Stored records
════════════════════

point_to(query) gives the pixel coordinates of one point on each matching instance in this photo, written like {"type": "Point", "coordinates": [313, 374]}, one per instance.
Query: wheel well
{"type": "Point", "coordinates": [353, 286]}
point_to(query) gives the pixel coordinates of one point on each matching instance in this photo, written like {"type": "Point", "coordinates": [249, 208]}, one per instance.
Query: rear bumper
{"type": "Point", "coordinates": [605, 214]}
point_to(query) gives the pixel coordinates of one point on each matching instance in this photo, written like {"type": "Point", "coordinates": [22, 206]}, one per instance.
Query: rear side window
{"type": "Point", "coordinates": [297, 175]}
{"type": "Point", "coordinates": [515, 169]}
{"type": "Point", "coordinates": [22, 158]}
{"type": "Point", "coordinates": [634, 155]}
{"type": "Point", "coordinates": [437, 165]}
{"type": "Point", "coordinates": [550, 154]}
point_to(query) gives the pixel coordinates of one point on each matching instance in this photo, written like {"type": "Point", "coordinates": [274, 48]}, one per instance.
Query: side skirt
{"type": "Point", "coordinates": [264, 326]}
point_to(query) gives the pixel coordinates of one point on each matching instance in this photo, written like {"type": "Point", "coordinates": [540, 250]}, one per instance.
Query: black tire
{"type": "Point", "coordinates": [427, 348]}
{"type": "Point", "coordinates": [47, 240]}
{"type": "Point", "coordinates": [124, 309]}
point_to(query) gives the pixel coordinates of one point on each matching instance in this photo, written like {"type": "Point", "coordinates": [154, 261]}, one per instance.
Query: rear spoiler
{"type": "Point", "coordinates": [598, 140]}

════════════════════

◆ **Stated task**: Return every record, word for word.

◆ **Answer to the task**:
point_to(query) gives the pixel coordinates of one point on each matching instance in this photo, written like {"type": "Point", "coordinates": [313, 374]}, one per instance.
Query: wheel well
{"type": "Point", "coordinates": [353, 286]}
point_to(query) gives the pixel coordinates of one point on each matching instance in this photo, written like {"type": "Point", "coordinates": [249, 208]}, one per instance.
Query: rear bumper
{"type": "Point", "coordinates": [605, 214]}
point_to(query) gives the pixel coordinates of one point on each matching instance in this photo, written like {"type": "Point", "coordinates": [22, 206]}, one per instance.
Query: rear side window
{"type": "Point", "coordinates": [297, 175]}
{"type": "Point", "coordinates": [515, 169]}
{"type": "Point", "coordinates": [22, 158]}
{"type": "Point", "coordinates": [634, 155]}
{"type": "Point", "coordinates": [437, 165]}
{"type": "Point", "coordinates": [550, 154]}
point_to(query) gives the pixel coordinates of one point on each matching instance in this photo, written like {"type": "Point", "coordinates": [274, 48]}, one per instance.
Query: side skirt
{"type": "Point", "coordinates": [264, 326]}
point_to(query) gives the pixel coordinates of one point on each matching instance in this photo, written like {"type": "Point", "coordinates": [540, 250]}, one per instance.
Query: black tire
{"type": "Point", "coordinates": [427, 348]}
{"type": "Point", "coordinates": [47, 240]}
{"type": "Point", "coordinates": [124, 309]}
point_to(query) gives the pixel coordinates of one point on each matching instance in this photo, written like {"type": "Point", "coordinates": [154, 261]}, one per instance.
Query: rear spoiler
{"type": "Point", "coordinates": [598, 140]}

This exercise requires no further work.